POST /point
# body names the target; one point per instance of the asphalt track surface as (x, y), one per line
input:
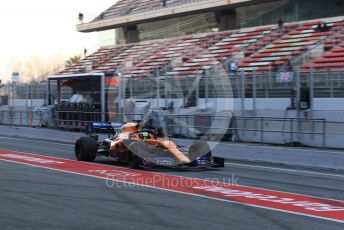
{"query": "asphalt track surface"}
(38, 198)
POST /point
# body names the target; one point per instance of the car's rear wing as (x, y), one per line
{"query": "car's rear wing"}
(103, 127)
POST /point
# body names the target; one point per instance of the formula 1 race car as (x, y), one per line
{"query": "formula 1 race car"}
(140, 147)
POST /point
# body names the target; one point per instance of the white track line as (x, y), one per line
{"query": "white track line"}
(287, 170)
(185, 193)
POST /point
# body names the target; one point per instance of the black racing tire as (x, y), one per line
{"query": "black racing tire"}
(198, 149)
(136, 148)
(85, 149)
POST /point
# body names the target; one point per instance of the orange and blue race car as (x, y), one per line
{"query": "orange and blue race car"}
(140, 147)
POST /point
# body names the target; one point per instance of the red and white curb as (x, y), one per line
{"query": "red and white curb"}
(316, 207)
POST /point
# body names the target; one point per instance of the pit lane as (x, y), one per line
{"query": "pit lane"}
(40, 198)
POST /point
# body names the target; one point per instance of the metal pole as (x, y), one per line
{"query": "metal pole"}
(102, 97)
(298, 97)
(254, 91)
(166, 85)
(58, 92)
(27, 97)
(242, 91)
(131, 86)
(157, 79)
(119, 94)
(311, 88)
(197, 89)
(324, 133)
(49, 93)
(206, 75)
◆ ◆ ◆ ◆
Give all the entries again exactly, dropping each picture.

POST /point
# body names the target; one point per instance of the asphalt track surface as (x, y), one per line
input:
{"query": "asphalt track surface"}
(38, 198)
POST /point
# body names the target; one point per instance of the car's rear wing as (x, y), one per line
{"query": "car's rear wing"}
(103, 127)
POST /point
# body names the target; one point per instance of the formula 1 race car as (x, y), one per line
{"query": "formula 1 race car"}
(140, 147)
POST /point
# body names the target; one point per instance of the white track line as (x, y), one per line
{"query": "white track line"}
(287, 170)
(185, 193)
POST /point
# body names the target; one point per instance of the black racing tire as (x, y), one per line
{"query": "black racing tire"}
(198, 149)
(136, 148)
(85, 149)
POST /point
# body names the target; one point per instance of the orange and blue race car as (x, y), one per line
{"query": "orange and blue race car"}
(140, 147)
POST /point
# body names the target; one point per instance of the red and white curb as (x, y), one per line
{"query": "red and white curb"}
(316, 207)
POST /point
# body names the target; one point per instance of the pit lane as (x, y), one per line
{"query": "pit lane"}
(40, 198)
POST /point
# body names the target; one point per instance of the metal pole as (x, y), one per line
{"query": "metal pole"}
(102, 97)
(298, 97)
(254, 91)
(166, 85)
(58, 92)
(27, 97)
(242, 91)
(131, 86)
(157, 79)
(119, 94)
(311, 88)
(197, 89)
(324, 133)
(49, 93)
(206, 75)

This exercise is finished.